- Lobby card
- French: Autour d'une enquête
- Directed by: Henri Chomette; Robert Siodmak;
- Written by: Max Alsberg (play); Ernst Hesse (play); Robert Liebmann; Raoul Ploquin; Henri Chomette;
- Produced by: Erich Pommer
- Starring: Annabella; Jean Périer; Colette Darfeuil;
- Cinematography: Otto Baecker; Konstantin Irmen-Tschet;
- Edited by: Viktor Gertler
- Production company: UFA
- Distributed by: L'Alliance Cinématographique Européenne
- Release date: 5 June 1931;
- Running time: 93 minutes
- Country: Germany
- Language: French

= About an Inquest =

1931 film

About an Inquest (Autour d'une enquête) is a 1931 German crime film directed by Henri Chomette and Robert Siodmak and starring Annabella, Jean Périer and Colette Darfeuil. It was produced by UFA, as the French-language version of the studio's film Inquest. Such multiple-language versions were common in the early years of sound before dubbing became widespread.
=====
• What you need to do: Print the passage of the film article from "About an Inquest (Autour" up to and including "dubbing became widespread.". The listing that comes next stands apart from the film article above.
=====
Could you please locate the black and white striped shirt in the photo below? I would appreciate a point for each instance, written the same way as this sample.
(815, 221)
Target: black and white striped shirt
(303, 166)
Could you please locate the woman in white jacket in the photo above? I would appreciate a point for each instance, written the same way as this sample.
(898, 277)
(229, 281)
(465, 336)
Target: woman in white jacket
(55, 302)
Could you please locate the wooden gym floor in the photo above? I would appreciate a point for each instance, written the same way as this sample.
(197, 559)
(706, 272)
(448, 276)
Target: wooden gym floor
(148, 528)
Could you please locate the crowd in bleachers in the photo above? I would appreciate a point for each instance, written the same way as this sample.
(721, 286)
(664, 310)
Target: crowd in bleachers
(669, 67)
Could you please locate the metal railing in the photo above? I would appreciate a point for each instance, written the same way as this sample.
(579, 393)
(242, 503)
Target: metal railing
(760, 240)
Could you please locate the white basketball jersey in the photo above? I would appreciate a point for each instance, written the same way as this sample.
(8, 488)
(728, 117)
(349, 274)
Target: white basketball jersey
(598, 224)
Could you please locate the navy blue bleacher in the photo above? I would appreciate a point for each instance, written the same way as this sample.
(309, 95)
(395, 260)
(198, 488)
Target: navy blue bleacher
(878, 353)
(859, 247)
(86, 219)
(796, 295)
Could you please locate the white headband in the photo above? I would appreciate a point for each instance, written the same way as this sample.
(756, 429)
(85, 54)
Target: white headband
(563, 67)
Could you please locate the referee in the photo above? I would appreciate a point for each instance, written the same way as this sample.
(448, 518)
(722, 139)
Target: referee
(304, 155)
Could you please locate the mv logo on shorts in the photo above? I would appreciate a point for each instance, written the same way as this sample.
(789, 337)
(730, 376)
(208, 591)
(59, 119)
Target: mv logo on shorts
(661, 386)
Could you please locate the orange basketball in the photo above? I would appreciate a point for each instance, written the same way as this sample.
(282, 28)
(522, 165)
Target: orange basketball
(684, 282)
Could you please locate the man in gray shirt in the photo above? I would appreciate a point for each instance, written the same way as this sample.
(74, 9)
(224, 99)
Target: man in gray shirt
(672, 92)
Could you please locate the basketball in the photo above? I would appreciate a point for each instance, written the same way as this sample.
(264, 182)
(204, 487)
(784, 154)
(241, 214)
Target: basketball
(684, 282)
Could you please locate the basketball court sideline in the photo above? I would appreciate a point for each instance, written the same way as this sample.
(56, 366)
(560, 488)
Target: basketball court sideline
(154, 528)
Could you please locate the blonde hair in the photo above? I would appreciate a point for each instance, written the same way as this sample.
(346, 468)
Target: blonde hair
=====
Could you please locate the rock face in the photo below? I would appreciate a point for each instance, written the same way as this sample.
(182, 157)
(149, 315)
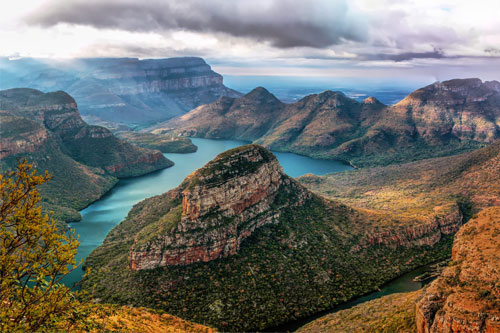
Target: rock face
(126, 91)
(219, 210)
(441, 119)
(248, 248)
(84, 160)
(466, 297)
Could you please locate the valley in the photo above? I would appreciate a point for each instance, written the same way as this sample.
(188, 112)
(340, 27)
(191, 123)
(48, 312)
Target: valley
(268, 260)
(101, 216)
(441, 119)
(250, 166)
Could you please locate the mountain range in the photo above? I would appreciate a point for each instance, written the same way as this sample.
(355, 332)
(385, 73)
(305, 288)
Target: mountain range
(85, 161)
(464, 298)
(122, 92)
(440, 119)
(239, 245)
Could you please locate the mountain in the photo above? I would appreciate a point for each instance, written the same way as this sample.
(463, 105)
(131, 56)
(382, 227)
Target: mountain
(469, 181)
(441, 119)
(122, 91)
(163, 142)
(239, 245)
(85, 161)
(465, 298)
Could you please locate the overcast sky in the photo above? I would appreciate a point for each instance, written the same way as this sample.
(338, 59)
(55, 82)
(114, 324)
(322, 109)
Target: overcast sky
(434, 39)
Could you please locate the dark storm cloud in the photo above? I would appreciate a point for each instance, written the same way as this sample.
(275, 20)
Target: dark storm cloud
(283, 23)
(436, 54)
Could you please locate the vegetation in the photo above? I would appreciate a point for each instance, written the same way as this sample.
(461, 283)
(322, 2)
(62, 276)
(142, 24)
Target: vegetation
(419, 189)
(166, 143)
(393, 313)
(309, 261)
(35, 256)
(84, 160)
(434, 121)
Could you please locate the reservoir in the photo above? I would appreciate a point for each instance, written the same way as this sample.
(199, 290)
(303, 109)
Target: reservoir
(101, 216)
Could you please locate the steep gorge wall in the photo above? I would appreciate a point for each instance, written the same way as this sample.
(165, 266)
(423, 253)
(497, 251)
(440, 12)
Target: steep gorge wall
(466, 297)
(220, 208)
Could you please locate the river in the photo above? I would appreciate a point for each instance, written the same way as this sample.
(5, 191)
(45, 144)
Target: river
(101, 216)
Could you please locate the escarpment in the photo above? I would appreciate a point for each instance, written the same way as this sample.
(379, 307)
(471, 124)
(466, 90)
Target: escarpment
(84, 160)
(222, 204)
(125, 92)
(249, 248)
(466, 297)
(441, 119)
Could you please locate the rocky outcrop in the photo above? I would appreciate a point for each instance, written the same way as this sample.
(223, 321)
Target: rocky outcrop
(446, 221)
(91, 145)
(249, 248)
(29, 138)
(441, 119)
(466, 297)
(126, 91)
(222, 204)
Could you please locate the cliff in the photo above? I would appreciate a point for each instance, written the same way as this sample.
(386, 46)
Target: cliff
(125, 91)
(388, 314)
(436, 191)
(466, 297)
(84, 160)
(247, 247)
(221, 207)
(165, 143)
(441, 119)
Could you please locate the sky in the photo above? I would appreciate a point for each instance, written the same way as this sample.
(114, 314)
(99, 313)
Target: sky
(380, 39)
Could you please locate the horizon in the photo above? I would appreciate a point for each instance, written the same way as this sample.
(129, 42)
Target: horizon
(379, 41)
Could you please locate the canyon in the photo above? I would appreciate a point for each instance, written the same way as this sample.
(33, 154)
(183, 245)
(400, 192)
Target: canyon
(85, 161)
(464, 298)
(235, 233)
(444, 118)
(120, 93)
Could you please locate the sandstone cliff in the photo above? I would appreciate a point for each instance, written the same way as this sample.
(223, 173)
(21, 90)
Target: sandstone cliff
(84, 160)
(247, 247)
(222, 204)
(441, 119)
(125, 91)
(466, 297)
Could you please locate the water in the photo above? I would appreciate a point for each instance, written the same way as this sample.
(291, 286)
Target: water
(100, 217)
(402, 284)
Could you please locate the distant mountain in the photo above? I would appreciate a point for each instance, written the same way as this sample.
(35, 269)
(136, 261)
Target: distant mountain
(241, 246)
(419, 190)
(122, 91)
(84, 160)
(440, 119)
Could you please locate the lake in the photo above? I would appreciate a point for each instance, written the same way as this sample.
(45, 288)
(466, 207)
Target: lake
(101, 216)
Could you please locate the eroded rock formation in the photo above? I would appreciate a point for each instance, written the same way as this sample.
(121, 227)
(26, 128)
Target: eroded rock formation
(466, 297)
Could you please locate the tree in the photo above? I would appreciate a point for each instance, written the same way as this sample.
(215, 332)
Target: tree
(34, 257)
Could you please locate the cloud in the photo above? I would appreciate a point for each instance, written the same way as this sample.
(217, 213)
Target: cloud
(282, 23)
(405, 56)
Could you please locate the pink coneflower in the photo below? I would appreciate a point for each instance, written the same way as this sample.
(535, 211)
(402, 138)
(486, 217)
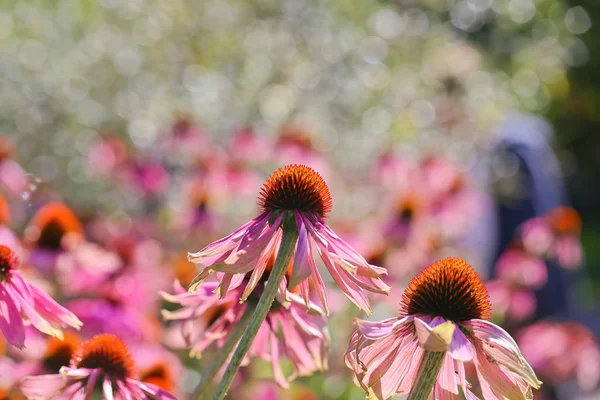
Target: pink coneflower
=====
• Worked answer:
About an Inquest (Autour d'une enquête) is a 1931 German crime film directed by Henri Chomette and Robert Siodmak and starring Annabella, Jean Périer and Colette Darfeuil. It was produced by UFA, as the French-language version of the studio's film Inquest. Such multiple-language versions were common in the early years of sound before dubbing became widespread.